• _Text segment_
-------

Dr. Maria Montessori, physician, anthropologist, pedagogue, for over fifty years studied children of all racial, cultural and socio-economic backgrounds. Her intense scientific observation of the human being from birth to maturity allowed her to distill a complex of philosophical, psychological and pedagogical principles. These, together with a vast range of auto-didactic materials, came to be known as the Montessori Method of Education.

The Montessori approach offers a broad vision of education as an aid to life. It is designed to help children with their task of inner construction as they grow from childhood to maturity. It succeeds because it draws its principles from the natural development of the child. Its flexibility provides a matrix within which each individual child’s inner directives freely guide the child toward wholesome growth.

Montessori classrooms provide a prepared environment where children are free to respond to their natural tendency to work. The children’s innate passion for learning is encouraged by giving them opportunities to engage in spontaneous, purposeful activities with the guidance of a trained adult.  Montessori taught her teachers to guide and inspire the children and not to force or lecture. Determining the needs of the child through observation, then guiding the child accordingly to appropriate learning activities and materials was the key to cultivating the child’s natural desire to learn.

Through their work, the children develop concentration and joyful self discipline. Within a framework of order, the children progress at their own pace and rhythm, according to their own individual capabilities and choices. Montessori observed that sensitive periods are periods of time when children are absorbed by and focus their attentions and energies on one thing, seemingly driven to develop a certain skill. This skill is easier to learn during this corresponding period than at any other time in their life. Therefore, allowing a child the freedom to choose activities that are of interest to them greatly enhances their ability to learn.

From birth to age six, young children are capable of absorbing huge amounts of information through their senses. During this rapid growth in intelligence it is important that children are exposed to an enriched environment to facilitate their optimum intellectual growth. If placed in the proper environment, children will “normalize,” which means they will develop into whole, peaceful adults with a love of learning.

-------

• _Material provided_
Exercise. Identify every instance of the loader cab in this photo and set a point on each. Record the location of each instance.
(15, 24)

-------

• _Description of the task_
Print the passage on the Montessori method of education again, word for word and in full.

• _Output of the task_
Dr. Maria Montessori, physician, anthropologist, pedagogue, for over fifty years studied children of all racial, cultural and socio-economic backgrounds. Her intense scientific observation of the human being from birth to maturity allowed her to distill a complex of philosophical, psychological and pedagogical principles. These, together with a vast range of auto-didactic materials, came to be known as the Montessori Method of Education.

The Montessori approach offers a broad vision of education as an aid to life. It is designed to help children with their task of inner construction as they grow from childhood to maturity. It succeeds because it draws its principles from the natural development of the child. Its flexibility provides a matrix within which each individual child’s inner directives freely guide the child toward wholesome growth.

Montessori classrooms provide a prepared environment where children are free to respond to their natural tendency to work. The children’s innate passion for learning is encouraged by giving them opportunities to engage in spontaneous, purposeful activities with the guidance of a trained adult.  Montessori taught her teachers to guide and inspire the children and not to force or lecture. Determining the needs of the child through observation, then guiding the child accordingly to appropriate learning activities and materials was the key to cultivating the child’s natural desire to learn.

Through their work, the children develop concentration and joyful self discipline. Within a framework of order, the children progress at their own pace and rhythm, according to their own individual capabilities and choices. Montessori observed that sensitive periods are periods of time when children are absorbed by and focus their attentions and energies on one thing, seemingly driven to develop a certain skill. This skill is easier to learn during this corresponding period than at any other time in their life. Therefore, allowing a child the freedom to choose activities that are of interest to them greatly enhances their ability to learn.

From birth to age six, young children are capable of absorbing huge amounts of information through their senses. During this rapid growth in intelligence it is important that children are exposed to an enriched environment to facilitate their optimum intellectual growth. If placed in the proper environment, children will “normalize,” which means they will develop into whole, peaceful adults with a love of learning.